Reading text ::

Patch for arbitrary fixed-width integer types

Patch attached. The reason I'm sending this to cfe-dev rather than
just committing it is that it's a substantial new chunk of code, and I
want to make sure it's something we really want; the potential users
are rather limited.

The attached patch adds one user for the new fixed-width types: the
implementation of the mode attribute. That said, this is probably
overkill for that particular use, and it might confuse code that uses
function overloading.

Another possible use is that there was a request on the list a while
ago for a way to declare integer types of arbitrary width; this patch
would make implementing that relatively easy.

Also, we could use this for gcc compatibility for testcases like the
following, although I'm not sure it's worthwhile:
struct {unsigned long long x : 33;} x;
unsigned long long a(void) {return x.x+1;}

-Eli

x.txt (11.9 KB)

Patch attached. The reason I'm sending this to cfe-dev rather than
just committing it is that it's a substantial new chunk of code, and I
want to make sure it's something we really want; the potential users
are rather limited.

Nifty.

In lib/Sema/SemaDeclAttr.cpp, it seems that you could simplify the code by doing something like this before the switch:

if (IntegerMode) {
   NewTy = S.Context.getFixedWidthIntType(size, OldTy- >isSignedIntegerType());
} else {
   switch ()...

The attached patch adds one user for the new fixed-width types: the
implementation of the mode attribute. That said, this is probably
overkill for that particular use, and it might confuse code that uses
function overloading.

This sounds like a good use for it. I'm not too concerned with C++ overloading for attribute(mode). I have never seen attribute mode used with C++ code.

Another possible use is that there was a request on the list a while
ago for a way to declare integer types of arbitrary width; this patch
would make implementing that relatively easy.

Data listing ::
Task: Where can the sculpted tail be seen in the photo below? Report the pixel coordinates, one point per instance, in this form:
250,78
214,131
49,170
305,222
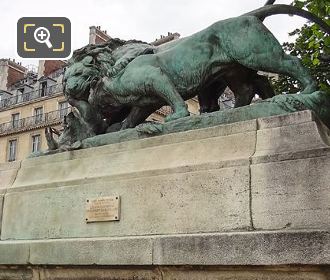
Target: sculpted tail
277,9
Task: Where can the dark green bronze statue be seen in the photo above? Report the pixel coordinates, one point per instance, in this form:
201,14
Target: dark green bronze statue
119,84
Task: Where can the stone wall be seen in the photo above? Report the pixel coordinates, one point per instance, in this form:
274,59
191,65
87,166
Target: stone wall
247,200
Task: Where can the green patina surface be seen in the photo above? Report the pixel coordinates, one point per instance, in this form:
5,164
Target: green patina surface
318,102
116,86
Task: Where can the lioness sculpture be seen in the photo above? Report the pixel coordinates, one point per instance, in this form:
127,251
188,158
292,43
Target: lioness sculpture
180,69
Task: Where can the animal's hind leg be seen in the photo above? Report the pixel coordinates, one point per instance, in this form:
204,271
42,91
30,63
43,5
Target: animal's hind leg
284,64
137,116
159,84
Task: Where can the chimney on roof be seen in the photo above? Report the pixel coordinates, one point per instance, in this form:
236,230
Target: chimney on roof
10,73
97,36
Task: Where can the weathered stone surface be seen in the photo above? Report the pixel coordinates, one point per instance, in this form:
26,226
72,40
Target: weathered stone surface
8,172
165,273
236,248
239,273
290,138
287,119
254,248
15,273
15,252
189,202
114,251
1,207
104,273
137,157
291,194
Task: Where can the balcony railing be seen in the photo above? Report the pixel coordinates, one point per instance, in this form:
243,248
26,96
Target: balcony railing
32,95
24,124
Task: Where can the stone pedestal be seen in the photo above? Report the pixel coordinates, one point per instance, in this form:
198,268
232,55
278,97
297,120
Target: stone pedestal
247,200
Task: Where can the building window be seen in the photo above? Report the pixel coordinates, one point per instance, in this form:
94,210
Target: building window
35,143
15,120
12,148
38,112
43,88
63,107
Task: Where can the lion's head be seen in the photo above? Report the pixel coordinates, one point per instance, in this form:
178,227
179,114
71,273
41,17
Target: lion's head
79,77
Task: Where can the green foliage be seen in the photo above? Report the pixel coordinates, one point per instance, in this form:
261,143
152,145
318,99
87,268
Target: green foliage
312,46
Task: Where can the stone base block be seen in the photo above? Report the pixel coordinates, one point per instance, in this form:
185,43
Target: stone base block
166,273
193,203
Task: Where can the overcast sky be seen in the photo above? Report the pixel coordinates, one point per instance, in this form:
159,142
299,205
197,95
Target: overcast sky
133,19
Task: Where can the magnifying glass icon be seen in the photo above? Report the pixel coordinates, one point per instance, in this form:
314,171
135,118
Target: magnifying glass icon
41,35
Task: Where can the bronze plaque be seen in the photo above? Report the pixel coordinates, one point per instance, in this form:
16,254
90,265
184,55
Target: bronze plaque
103,209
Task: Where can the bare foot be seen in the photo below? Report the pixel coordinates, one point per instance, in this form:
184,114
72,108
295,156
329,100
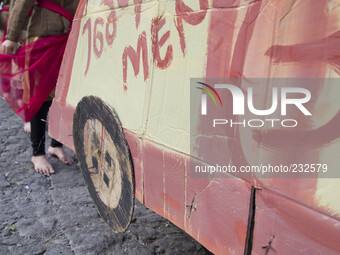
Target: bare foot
41,165
60,154
27,128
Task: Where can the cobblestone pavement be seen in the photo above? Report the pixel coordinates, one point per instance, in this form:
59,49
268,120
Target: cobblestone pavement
55,215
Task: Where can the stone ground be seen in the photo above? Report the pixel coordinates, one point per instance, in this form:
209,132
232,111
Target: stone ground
55,215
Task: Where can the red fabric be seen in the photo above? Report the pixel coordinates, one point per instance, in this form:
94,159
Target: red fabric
28,77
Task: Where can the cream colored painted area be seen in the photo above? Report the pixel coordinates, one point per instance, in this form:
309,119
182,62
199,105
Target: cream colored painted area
105,74
168,115
169,112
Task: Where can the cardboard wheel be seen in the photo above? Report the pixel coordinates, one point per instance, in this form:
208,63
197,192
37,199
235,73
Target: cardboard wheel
105,161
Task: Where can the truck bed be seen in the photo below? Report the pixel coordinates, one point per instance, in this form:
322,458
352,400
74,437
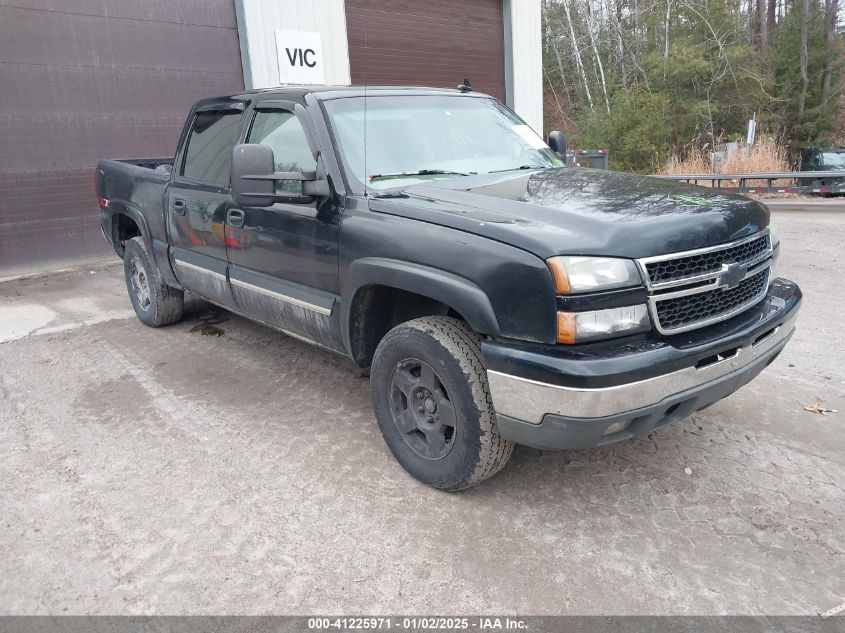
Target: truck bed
135,187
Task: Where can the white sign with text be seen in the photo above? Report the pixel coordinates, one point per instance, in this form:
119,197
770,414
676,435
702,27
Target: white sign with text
300,57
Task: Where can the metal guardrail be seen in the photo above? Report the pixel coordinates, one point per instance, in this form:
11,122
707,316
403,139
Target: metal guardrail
813,181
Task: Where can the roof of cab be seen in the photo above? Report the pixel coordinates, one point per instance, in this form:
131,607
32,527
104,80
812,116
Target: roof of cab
298,93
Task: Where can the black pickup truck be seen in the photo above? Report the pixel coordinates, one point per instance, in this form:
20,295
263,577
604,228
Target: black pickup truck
495,295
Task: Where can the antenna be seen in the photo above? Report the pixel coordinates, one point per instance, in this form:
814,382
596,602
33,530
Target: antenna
366,73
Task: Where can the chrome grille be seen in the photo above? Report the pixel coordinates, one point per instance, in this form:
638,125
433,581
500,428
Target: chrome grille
709,262
701,307
693,289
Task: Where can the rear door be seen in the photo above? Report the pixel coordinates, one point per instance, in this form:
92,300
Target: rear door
199,198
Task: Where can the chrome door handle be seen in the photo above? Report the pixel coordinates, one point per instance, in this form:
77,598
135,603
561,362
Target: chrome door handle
235,218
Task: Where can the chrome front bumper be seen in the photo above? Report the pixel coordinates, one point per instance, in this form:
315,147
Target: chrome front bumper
553,416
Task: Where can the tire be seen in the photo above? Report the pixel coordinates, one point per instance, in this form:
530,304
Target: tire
155,302
427,382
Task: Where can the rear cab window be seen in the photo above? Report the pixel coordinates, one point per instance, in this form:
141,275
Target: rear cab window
208,154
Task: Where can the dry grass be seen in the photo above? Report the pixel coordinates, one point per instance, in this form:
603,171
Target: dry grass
766,155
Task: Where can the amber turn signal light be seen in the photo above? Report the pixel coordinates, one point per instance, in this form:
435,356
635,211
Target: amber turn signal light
559,275
566,328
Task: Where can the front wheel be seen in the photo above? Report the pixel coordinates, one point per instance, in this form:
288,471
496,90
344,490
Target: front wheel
155,302
432,402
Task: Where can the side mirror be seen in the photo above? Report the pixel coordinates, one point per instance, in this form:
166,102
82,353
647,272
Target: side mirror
557,141
254,178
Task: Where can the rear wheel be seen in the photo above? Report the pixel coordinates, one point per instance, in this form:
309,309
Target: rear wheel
432,402
155,302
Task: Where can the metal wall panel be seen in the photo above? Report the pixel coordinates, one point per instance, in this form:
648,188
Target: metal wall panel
433,43
82,80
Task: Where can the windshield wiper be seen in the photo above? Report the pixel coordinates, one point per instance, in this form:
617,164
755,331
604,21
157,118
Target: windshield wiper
421,172
496,171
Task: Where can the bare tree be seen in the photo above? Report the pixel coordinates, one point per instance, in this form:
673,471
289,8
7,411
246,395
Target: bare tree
831,13
802,58
597,56
577,51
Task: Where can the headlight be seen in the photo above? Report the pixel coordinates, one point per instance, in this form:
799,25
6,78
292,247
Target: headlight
574,274
579,327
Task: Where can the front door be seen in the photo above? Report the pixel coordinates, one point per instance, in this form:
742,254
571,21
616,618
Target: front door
284,258
197,202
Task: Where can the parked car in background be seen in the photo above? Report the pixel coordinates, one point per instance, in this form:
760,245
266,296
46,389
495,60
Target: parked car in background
431,236
823,160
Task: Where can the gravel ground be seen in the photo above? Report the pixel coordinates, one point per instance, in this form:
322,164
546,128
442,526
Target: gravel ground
167,471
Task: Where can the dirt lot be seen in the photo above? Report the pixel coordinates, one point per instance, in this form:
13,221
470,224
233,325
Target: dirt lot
168,471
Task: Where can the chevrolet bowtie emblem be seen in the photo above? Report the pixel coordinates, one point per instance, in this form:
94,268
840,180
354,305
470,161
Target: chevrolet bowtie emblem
731,275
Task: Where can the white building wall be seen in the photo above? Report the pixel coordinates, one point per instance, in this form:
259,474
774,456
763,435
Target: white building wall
259,19
257,24
524,60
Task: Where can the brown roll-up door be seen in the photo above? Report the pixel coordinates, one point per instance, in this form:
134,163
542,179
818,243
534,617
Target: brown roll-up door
434,43
80,81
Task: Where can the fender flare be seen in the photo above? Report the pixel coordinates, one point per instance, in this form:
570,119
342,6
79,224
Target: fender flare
459,293
155,247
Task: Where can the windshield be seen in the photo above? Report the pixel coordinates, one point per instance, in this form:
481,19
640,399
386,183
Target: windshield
414,139
834,160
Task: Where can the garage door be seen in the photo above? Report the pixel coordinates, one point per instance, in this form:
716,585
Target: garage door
83,80
433,43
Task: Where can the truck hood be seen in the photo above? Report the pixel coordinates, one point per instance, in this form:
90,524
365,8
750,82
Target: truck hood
574,211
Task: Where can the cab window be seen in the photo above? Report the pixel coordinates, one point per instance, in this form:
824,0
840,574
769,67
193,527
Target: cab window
281,131
209,152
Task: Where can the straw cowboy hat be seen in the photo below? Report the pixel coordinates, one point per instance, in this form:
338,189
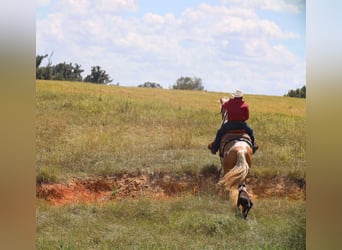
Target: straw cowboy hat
237,94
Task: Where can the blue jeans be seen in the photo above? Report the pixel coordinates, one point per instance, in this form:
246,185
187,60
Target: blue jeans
231,125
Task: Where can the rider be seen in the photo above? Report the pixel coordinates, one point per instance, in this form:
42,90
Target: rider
238,114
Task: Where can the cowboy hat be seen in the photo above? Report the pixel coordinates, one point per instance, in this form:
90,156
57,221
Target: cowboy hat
237,94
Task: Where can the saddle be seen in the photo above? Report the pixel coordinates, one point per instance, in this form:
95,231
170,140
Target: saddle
234,135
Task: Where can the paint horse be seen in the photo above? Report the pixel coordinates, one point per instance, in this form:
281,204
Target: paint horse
235,155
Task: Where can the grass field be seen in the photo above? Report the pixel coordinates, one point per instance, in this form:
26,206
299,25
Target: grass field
87,130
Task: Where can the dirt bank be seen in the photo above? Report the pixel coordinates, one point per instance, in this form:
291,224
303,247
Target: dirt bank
160,186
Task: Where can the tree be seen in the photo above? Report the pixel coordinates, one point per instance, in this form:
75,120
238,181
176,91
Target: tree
98,76
299,93
68,72
39,60
188,83
150,85
43,72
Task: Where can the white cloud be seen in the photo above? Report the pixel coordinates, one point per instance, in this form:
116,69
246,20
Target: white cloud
223,45
291,6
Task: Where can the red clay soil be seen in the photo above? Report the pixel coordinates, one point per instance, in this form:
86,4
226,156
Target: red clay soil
161,187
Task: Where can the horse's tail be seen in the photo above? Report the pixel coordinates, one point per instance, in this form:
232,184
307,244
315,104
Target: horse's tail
237,174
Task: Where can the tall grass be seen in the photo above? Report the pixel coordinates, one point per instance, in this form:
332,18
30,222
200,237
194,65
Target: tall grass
85,129
190,222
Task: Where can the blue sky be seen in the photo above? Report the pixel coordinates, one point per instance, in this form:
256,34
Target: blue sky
254,45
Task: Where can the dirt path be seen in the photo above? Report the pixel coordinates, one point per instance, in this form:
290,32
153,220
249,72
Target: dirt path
160,186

Directions ::
**1)** Answer from the thread about fixed-width integer types:
(a) Which attribute's implementation is the one user that the patch adds for the new types?
(b) In which file does the reply suggest a simplification before the switch?
(c) What size is the attached file?
**2)** What possible uses for the new fixed-width types does the thread about fixed-width integer types mention? List every one.
**3)** Could you write the next part of the thread about fixed-width integer types, starting right after its last quoted paragraph?

The replies ::
**1)**
(a) The mode attribute.
(b) lib/Sema/SemaDeclAttr.cpp
(c) 11.9 KB

**2)**
- Implementing the mode attribute
- Declaring integer types of arbitrary width, as once requested on the list
- gcc compatibility for testcases such as a 33-bit unsigned long long bit-field

**3)**
Yes, it would. attribute(bitwidth(42)) would be nice to support. This would also give you something to pretty print to with:

+void FixedWidthIntType::getAsStringInternal(std::string &S) const {
+ if (S.empty()) {
+ S = llvm::utostr_32(Width);
+ } else {
+ // Prefix the basic type, e.g. 'int X'.
+ S = ' ' + S;
+ S = llvm::utostr_32(Width) + S;
+ }
+}

Also, we could use this for gcc compatibility for testcases like the
following, although I'm not sure it's worthwhile:
struct {unsigned long long x : 33;} x;
unsigned long long a(void) {return x.x+1;}

This would also be very nice. We really should support this case at the very least, because this is a silent miscompilation otherwise. How does "x" act w.r.t to overloading in this case with gcc?

+++ lib/AST/ASTContext.cpp (working copy)
@@ -373,6 +373,13 @@
        break;
      }
      break;
+ case Type::FixedWidthInt:
+ // FIXME: This isn't precisely correct; the width/alignment should depend
+ // on the available types for the target
+ Width = cast<FixedWidthIntType>(T)->getWidth();
+ Width = std::max(llvm::NextPowerOf2(Width - 1), 8ULL);
+ Align = Width;
+ break;

This should probably follow the same logic that TargetData has on the LLVM IR side of things.

+QualType ASTContext::getFixedWidthIntType(unsigned Width, bool Signed) {
+ if (Signed) {
+ if (!SignedFixedWidthIntTypes.count(Width)) {
+ SignedFixedWidthIntTypes[Width] = new FixedWidthIntType(Width, true);
+ }
+ return QualType(SignedFixedWidthIntTypes[Width], 0);
+ }
+ if (!UnsignedFixedWidthIntTypes.count(Width)) {
+ UnsignedFixedWidthIntTypes[Width] = new FixedWidthIntType(Width, false);
+ }
+ return QualType(UnsignedFixedWidthIntTypes[Width], 0);
+}

Instead of doing two/three lookups (one for count one for return and one for the insert), please just do one:

   llvm::DenseMap<unsigned, FixedWidthIntType*> &Map = Signed ? SignedFixedWidthIntTypes : UnsignedFixedWidthIntTypes;

   FixedWidthIntType *&Entry = Map[Width];
   if (Entry) return Entry;
   return Entry = new ...
}

I'm not sure how this fits in with ranking and C++ overload, but this is very cool.

-Chris

I suggest that we just call all of these conversions "Integral conversions" so that they get conversion rank. It won't let anyone do fancy overloading with them, but they'll behave sanely in C++.

  - Doug

The attached patch adds one user for the new fixed-width types: the
implementation of the mode attribute. That said, this is probably
overkill for that particular use, and it might confuse code that uses
function overloading.

This sounds like a good use for it. I'm not too concerned with C++
overloading for attribute(mode). I have never seen attribute mode used with
C++ code.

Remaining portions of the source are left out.